Nothing but the lines from the one with "Would you kindly indicate the floating" to the final line should be returned, each exactly as it appears.

* _TASK DATA_
* * * * * * *
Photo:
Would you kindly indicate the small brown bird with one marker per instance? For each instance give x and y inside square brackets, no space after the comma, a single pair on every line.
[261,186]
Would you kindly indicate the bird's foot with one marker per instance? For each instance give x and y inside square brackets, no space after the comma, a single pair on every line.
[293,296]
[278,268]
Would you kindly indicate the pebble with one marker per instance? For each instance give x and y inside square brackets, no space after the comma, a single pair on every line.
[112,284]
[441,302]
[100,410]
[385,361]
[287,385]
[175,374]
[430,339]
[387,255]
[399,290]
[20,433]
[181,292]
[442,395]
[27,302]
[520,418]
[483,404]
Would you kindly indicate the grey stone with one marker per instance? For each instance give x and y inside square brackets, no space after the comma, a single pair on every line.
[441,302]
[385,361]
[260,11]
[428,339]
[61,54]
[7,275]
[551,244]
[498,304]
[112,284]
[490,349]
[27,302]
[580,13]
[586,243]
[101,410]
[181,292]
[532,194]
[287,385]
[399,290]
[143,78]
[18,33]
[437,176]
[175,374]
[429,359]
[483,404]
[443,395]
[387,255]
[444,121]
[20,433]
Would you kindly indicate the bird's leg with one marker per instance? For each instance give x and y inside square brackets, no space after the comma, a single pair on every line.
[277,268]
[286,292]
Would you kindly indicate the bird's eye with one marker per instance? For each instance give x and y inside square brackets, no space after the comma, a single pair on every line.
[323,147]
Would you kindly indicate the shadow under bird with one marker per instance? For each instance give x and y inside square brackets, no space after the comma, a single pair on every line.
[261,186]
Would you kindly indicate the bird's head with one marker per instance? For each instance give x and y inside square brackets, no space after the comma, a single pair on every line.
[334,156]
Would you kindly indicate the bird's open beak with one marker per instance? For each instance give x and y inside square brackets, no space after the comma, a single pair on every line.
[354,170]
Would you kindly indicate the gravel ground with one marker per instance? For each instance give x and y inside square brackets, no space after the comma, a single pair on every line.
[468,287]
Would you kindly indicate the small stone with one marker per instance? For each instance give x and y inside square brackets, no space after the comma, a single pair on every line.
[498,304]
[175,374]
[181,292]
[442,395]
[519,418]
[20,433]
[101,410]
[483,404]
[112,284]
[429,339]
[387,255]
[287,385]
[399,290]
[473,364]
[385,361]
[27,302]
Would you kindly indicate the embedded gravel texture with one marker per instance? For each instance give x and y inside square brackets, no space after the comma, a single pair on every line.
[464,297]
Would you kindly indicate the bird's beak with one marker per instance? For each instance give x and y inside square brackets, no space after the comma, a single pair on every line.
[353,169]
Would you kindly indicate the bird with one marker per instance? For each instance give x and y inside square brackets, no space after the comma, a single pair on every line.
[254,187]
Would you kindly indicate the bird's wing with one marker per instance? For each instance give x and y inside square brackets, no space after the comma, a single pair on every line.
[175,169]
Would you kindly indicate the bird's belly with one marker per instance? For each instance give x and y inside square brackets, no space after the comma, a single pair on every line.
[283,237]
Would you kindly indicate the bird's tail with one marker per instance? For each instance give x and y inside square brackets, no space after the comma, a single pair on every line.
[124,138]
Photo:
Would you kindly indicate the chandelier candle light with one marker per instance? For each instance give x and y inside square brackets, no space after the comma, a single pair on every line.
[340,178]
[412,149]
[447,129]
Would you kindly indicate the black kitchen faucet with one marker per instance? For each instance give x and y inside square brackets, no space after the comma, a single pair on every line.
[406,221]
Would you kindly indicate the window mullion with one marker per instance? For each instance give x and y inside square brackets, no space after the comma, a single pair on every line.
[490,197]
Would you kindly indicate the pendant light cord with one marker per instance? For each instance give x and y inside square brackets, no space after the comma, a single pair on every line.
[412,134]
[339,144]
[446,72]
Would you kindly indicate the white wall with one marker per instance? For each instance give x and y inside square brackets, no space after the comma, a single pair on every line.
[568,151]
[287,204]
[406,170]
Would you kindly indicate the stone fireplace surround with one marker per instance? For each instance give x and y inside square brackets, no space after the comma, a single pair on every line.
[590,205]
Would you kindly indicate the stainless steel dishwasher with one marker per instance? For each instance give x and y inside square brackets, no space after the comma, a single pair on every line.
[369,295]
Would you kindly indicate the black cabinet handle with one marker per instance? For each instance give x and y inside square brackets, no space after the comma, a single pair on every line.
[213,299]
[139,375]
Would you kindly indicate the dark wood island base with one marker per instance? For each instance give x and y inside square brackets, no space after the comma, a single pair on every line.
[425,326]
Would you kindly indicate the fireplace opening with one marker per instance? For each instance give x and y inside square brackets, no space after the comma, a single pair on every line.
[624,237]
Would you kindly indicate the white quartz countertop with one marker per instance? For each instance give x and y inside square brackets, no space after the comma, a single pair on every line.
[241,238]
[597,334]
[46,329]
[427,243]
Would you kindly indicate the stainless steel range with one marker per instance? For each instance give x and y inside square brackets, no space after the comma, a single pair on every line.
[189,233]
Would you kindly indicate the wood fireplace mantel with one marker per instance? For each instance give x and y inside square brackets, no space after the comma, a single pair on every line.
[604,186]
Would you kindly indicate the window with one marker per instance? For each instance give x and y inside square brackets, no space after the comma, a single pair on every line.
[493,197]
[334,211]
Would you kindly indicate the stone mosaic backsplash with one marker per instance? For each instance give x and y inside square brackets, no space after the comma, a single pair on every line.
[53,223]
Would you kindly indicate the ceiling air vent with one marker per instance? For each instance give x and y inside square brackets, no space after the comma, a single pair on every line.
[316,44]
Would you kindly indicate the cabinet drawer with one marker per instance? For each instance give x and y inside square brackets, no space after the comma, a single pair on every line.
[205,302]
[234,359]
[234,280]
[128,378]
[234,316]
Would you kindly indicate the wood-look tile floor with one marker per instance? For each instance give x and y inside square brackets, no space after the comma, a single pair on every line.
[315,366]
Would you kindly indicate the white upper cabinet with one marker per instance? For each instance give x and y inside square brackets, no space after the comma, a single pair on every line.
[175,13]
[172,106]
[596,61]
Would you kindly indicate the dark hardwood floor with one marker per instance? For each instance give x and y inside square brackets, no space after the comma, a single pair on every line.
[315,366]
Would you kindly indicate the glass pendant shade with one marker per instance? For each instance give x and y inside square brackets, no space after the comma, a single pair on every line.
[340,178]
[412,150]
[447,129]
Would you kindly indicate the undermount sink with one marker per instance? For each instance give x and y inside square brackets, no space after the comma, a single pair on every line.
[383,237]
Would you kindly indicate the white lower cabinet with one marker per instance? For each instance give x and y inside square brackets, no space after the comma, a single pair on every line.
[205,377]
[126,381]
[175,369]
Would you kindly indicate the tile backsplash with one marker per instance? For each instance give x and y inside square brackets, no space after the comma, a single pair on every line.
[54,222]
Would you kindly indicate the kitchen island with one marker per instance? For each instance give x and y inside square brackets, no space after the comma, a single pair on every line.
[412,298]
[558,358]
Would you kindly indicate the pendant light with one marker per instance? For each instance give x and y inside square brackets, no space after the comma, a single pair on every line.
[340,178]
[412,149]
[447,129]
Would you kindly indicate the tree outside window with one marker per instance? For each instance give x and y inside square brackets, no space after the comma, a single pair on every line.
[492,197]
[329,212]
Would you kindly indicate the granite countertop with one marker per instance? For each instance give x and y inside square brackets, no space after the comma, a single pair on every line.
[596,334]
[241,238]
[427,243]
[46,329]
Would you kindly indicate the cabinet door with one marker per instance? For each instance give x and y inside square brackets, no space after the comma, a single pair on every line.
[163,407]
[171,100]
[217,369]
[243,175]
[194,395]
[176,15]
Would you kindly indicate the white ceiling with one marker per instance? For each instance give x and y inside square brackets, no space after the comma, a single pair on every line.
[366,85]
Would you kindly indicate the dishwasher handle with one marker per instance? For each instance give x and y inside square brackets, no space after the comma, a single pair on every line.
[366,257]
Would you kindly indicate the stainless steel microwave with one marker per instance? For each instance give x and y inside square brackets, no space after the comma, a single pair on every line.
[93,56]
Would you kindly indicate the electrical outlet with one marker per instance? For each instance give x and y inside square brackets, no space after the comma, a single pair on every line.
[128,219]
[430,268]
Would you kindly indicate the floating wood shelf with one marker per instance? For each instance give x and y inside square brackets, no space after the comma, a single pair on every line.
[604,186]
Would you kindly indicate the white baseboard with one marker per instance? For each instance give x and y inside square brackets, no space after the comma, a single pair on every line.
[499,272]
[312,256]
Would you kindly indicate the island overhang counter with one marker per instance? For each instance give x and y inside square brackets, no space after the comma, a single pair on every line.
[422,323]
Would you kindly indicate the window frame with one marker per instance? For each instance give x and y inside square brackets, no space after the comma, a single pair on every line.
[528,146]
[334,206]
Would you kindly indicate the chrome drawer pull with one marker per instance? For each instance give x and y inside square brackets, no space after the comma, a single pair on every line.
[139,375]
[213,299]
* * * * * * *
* _OUTPUT FOR THIS TASK_
Would you kindly indicate the floating wood shelf with one marker per instance? For each instance give x and y inside square brackets, no space after the comma, a single pair on every line.
[604,186]
Would you kindly indicate the white baseboard with one marker per instance? For each instance give x and y inside square brackets, no space after the comma, a single pair on every line.
[499,272]
[312,256]
Would you kindly indicate the island overhang counter with one marker per instance? For each instance give x and y inside square brackets, no space after the comma, a single pair on every line.
[422,323]
Would you kindly indicate the window frame with one marker per instance? For each instance give x and y inside square brackets, no space after the comma, a single pair on every line.
[528,146]
[334,206]
Would you kindly indicate the chrome drawer pull with one marker per instance? For each instance give x and y inside square brackets, no space after the comma, a single pair on every line.
[139,375]
[213,299]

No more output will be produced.